**Énoncé A:** Reproduisez le passage de l'article sur Robert Roy Greenhorn situé entre « Par Beth Greenhorn » et « enfants au Canada. », bornes incluses.

**Article:**
À la découverte de mon grand-père, Robert Roy Greenhorn : sa vie au Canada (partie 4)

English version

Groupe de garçons travaillant dans un champ à la ferme école de la Philanthropic Society

Par Beth Greenhorn

Cet article renferme de la terminologie et des contenus à caractère historique que certains pourraient considérer comme offensants, notamment au chapitre du langage utilisé pour désigner des groupes raciaux, ethniques et culturels. Pour en savoir plus, consultez notre Mise en garde – terminologie historique.

J’ai conclu la troisième partie de cette série sur mon grand-père, Robert Roy Greenhorn, en évoquant son départ pour la maison Fairknowe à Brockville, en Ontario, au printemps 1889. Il s’agit du foyer, exploité par le philanthrope écossais William Quarrier, qui assurait la répartition des enfants au Canada.

Feuille de papier à en-tête en noir et blanc comportant deux rangées de texte anglais en lettres majuscules noires dans la partie supérieure indiquant : « Maison de répartition pour les enfants écossais et orphelinat canadien, Fairknowe, Brockville (Ontario) ». Il y a une illustration d’une maison à deux étages avec une grande véranda au milieu. L’image est encadrée par un texte dactylographié en noir en écriture cursive. Un cachet indiquant la date de réception de la lettre est apposé dans le coin supérieur droit. La date d’envoi de la lettre figure en bas à droite.

En-tête de lettre de la maison Fairknowe, Brockville, Ontario, Direction de l’immigration, RG 76, vol. 46, dossier 1381, partie 6, Dossiers du service central, 1892-1950. Source : Immigration Program : Headquarters central registry files – Image 378 – Héritage (canadiana.ca).

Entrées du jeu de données
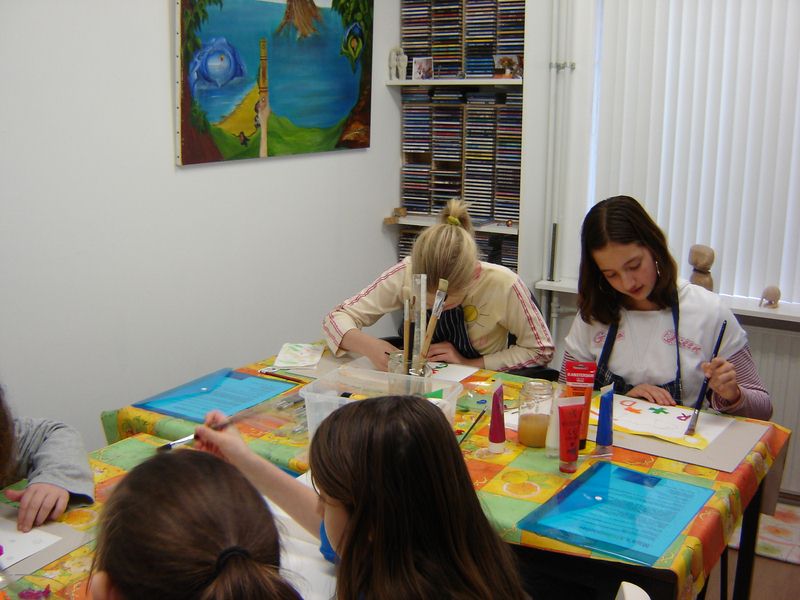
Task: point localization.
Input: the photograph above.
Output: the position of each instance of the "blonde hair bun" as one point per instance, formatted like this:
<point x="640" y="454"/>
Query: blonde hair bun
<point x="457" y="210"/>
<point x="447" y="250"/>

...

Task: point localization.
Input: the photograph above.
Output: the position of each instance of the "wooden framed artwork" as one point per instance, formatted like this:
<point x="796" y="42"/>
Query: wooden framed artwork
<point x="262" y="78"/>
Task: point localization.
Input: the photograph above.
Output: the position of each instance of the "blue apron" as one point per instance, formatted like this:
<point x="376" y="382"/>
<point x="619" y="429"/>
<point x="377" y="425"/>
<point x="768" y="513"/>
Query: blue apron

**Énoncé B:** Relevez toutes les lignes des entrées ci-dessus qui contiennent la chaîne « framed », en tenant compte de la casse.

**Corrigé A:**
Par Beth Greenhorn

Cet article renferme de la terminologie et des contenus à caractère historique que certains pourraient considérer comme offensants, notamment au chapitre du langage utilisé pour désigner des groupes raciaux, ethniques et culturels. Pour en savoir plus, consultez notre Mise en garde – terminologie historique.

J’ai conclu la troisième partie de cette série sur mon grand-père, Robert Roy Greenhorn, en évoquant son départ pour la maison Fairknowe à Brockville, en Ontario, au printemps 1889. Il s’agit du foyer, exploité par le philanthrope écossais William Quarrier, qui assurait la répartition des enfants au Canada.

**Corrigé B:**
Output: the position of each instance of the "wooden framed artwork" as one point per instance, formatted like this:
Query: wooden framed artwork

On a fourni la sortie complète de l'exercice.